* _Exercise input_
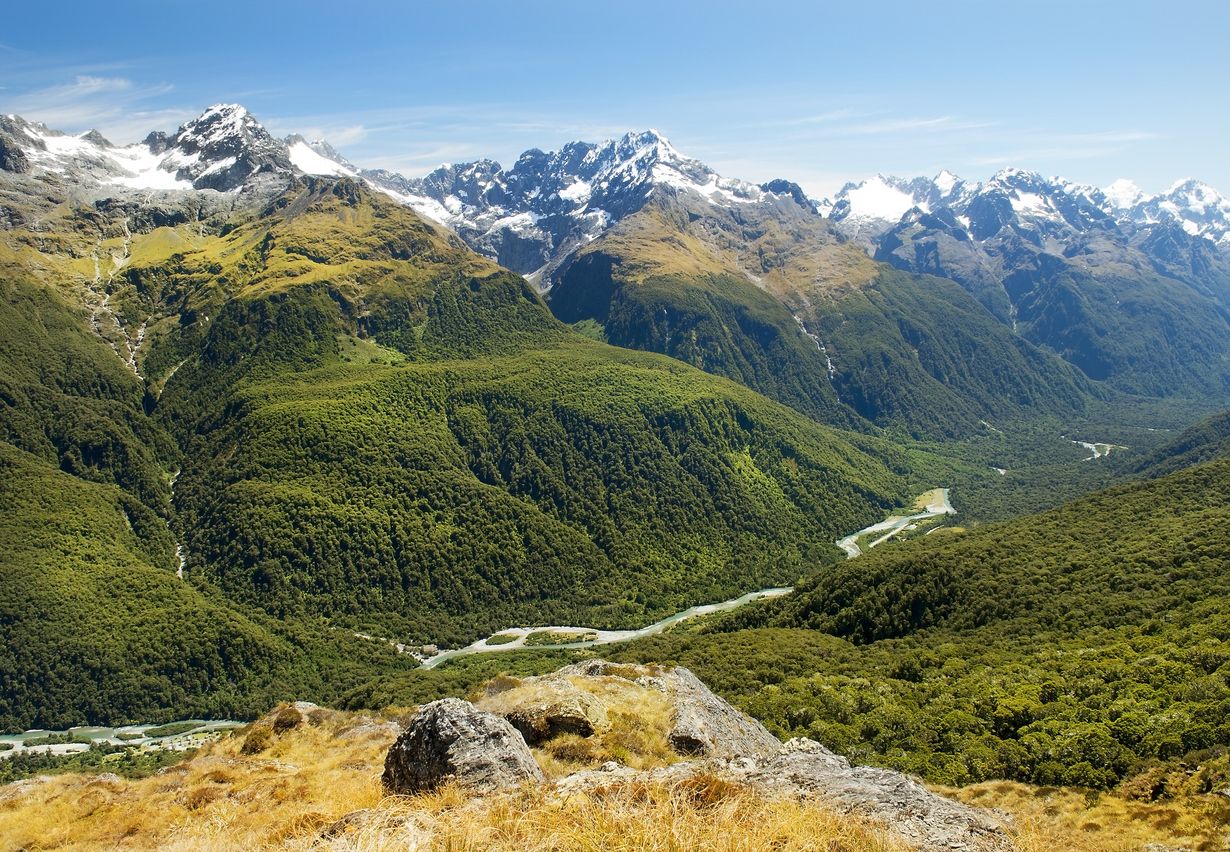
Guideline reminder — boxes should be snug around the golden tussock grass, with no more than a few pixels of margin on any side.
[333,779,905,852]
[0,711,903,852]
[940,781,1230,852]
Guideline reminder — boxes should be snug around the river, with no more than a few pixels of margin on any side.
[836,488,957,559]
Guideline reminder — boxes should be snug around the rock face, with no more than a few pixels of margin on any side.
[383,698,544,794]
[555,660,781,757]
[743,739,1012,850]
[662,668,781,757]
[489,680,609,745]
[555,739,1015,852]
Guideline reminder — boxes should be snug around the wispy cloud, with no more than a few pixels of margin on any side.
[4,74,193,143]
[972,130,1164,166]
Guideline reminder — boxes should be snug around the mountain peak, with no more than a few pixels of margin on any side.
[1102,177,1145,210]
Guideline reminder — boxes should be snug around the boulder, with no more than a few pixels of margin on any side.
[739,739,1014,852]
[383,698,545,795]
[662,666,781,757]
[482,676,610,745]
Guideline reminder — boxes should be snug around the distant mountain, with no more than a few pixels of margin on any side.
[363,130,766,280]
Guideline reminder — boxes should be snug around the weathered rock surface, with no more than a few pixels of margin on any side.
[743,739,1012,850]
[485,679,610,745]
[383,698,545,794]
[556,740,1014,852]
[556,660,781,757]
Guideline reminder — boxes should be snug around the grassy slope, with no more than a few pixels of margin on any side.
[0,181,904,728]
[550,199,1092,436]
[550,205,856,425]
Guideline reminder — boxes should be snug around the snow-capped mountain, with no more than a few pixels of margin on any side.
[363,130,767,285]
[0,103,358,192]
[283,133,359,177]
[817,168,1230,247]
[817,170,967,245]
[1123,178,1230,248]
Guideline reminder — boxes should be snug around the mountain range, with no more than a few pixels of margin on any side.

* _Required work_
Copy out all of the material above word for word, leaving out the pictures.

* _Answer to this problem_
Guideline reminder — boxes should be snug around the golden tussock grass, with no more than a few pixels of margin on any side.
[333,779,905,852]
[0,711,903,852]
[940,781,1230,852]
Guideline reminder — boxes should be snug around the river, with no more than a few pixels of margin on any side.
[836,488,957,559]
Guideline reminder — boxes should be snug around the rock face, with no more than a few pixels of margin on any side.
[383,698,544,794]
[555,660,781,757]
[743,739,1012,850]
[662,668,781,757]
[489,680,609,745]
[555,739,1015,852]
Guideline reminder — boxes should be snug around the wispy cloud, with no more than a few pixels of margin on any side.
[4,74,193,143]
[972,130,1164,166]
Guideline reminder — boxes should be snug around the mountain peak, with no more than a few pixels of margin on any side.
[1102,177,1145,210]
Guideline reminder — boxes should be snug around the boulder, with no more than a few pixels of margin on any side.
[739,739,1014,852]
[383,698,545,795]
[662,666,781,757]
[482,676,610,745]
Guideline reminder — boxes should be snug around the distant mountain, with no more than a few pixels of margin on any side.
[363,130,766,280]
Guideline reminder — boxes should be snug around the weathered rock surface, with no more than a few pixels of margin on any side.
[743,739,1012,850]
[485,679,610,745]
[383,698,545,794]
[556,740,1014,852]
[556,660,781,757]
Guideline reminder — boxes should be snug around the grassy slope, with no more than a few pixels of margin on any side.
[0,181,904,728]
[550,199,1092,436]
[550,205,856,425]
Guideline reminder — boxes should be snug around the snow-capped mountain, with no more than a few pixels of margin on any side.
[363,130,767,285]
[0,103,358,192]
[283,133,359,177]
[817,168,1230,247]
[817,170,967,245]
[1123,178,1230,248]
Guideline reminder — boxes should be snug around the mountain range, with no more than a few pixels of margin on any side.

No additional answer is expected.